**Request**
Retype each entry below, keeping every character the same.

(Source records)
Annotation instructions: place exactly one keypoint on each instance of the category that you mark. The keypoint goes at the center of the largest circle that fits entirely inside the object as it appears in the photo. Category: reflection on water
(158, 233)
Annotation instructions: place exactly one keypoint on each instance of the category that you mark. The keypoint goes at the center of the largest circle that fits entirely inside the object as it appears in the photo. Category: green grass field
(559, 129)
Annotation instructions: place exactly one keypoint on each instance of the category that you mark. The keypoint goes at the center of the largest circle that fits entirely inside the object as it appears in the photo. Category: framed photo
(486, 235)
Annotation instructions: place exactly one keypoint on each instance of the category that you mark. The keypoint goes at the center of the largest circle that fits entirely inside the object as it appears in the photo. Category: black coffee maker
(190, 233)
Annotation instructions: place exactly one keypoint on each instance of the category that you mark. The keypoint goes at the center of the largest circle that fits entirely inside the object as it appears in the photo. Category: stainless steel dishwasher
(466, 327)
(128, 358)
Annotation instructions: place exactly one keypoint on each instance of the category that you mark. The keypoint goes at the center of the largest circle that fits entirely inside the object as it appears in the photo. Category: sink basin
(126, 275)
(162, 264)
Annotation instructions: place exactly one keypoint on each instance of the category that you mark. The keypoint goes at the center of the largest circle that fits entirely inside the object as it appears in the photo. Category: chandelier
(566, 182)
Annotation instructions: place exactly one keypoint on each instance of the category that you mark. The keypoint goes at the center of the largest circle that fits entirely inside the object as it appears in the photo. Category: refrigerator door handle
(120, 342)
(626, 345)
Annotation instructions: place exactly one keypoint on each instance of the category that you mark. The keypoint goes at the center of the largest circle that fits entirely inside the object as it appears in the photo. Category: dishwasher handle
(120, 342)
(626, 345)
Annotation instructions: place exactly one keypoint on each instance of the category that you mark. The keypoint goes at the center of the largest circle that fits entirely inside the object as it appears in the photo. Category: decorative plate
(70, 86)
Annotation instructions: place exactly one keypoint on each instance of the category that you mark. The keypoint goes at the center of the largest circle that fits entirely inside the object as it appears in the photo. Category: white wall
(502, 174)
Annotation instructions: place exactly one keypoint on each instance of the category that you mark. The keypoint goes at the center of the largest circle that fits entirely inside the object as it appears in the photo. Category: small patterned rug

**Correct output**
Annotation instructions: place exactly one keypoint on each instance of the category that you mark. The keypoint goes at the center of the largest circle that fits entirely inside the object as it appears in the photo. Category: reflection on water
(158, 233)
Annotation instructions: place exactly one keypoint on each instance of the category that you mark. The keypoint goes at the center of the largest circle that fits entirely inside the object as it appears in the photo. Category: green grass field
(559, 129)
Annotation instructions: place exactly one keypoint on each instance of the category that you mark. The keypoint goes at the center of the largest circle that fits entirely inside the object as it appears in the photo. Category: framed photo
(486, 235)
Annotation instructions: place exactly one keypoint on each instance of the category that you mark. The keypoint goes at the center of the largest circle that fits entirely inside the object as it appears in the photo. Category: black coffee maker
(190, 233)
Annotation instructions: place exactly one keypoint on each instance of the category that you mark. The keypoint goes at the center of the largest circle that fits entirely inside the object as it appears in the photo. Category: stainless steel dishwasher
(466, 327)
(128, 358)
Annotation instructions: place exactly one keypoint on each instance of the category that you mark. The keypoint goes at the center of the largest circle that fits entirely inside the object as it appears in the photo. Category: sink basin
(126, 275)
(162, 264)
Annotation instructions: place exactly one keypoint on each instance of the category that you mark. The keypoint goes at the center of the largest circle that fits entirely inside the object as it appears in the photo. Category: chandelier
(566, 182)
Annotation instructions: place exactly one keypoint on each instance of the category that you mark. The keypoint goes at the center of the largest circle that fits entirely inside the object as it appears in the photo. Category: refrigerator door handle
(120, 342)
(626, 345)
Annotation instructions: place exactly one keypoint on each instance of the category that you mark. The keypoint goes at the center of the largest circle that fits entirely inside the object as it appears in the photo. Category: dishwasher handle
(120, 342)
(626, 345)
Annotation instructions: place exactly one keypoint on each instance of the category that you mark. The keypoint goes at the center of the largest circle that fits entirely inside the object as it appears in the photo. Category: decorative plate
(70, 86)
Annotation instructions: place exactly one keypoint on each instance of the category that you mark. The keypoint goes at the center of the largest circle that fits entirely inside the object as it appears in the photo. Category: white wall
(502, 174)
Annotation instructions: place exactly one keypoint on each instance of the category that you mark. The keypoint goes at the center of the largest circle that fits entirely inside the object as it appears in the photo. Category: small patterned rug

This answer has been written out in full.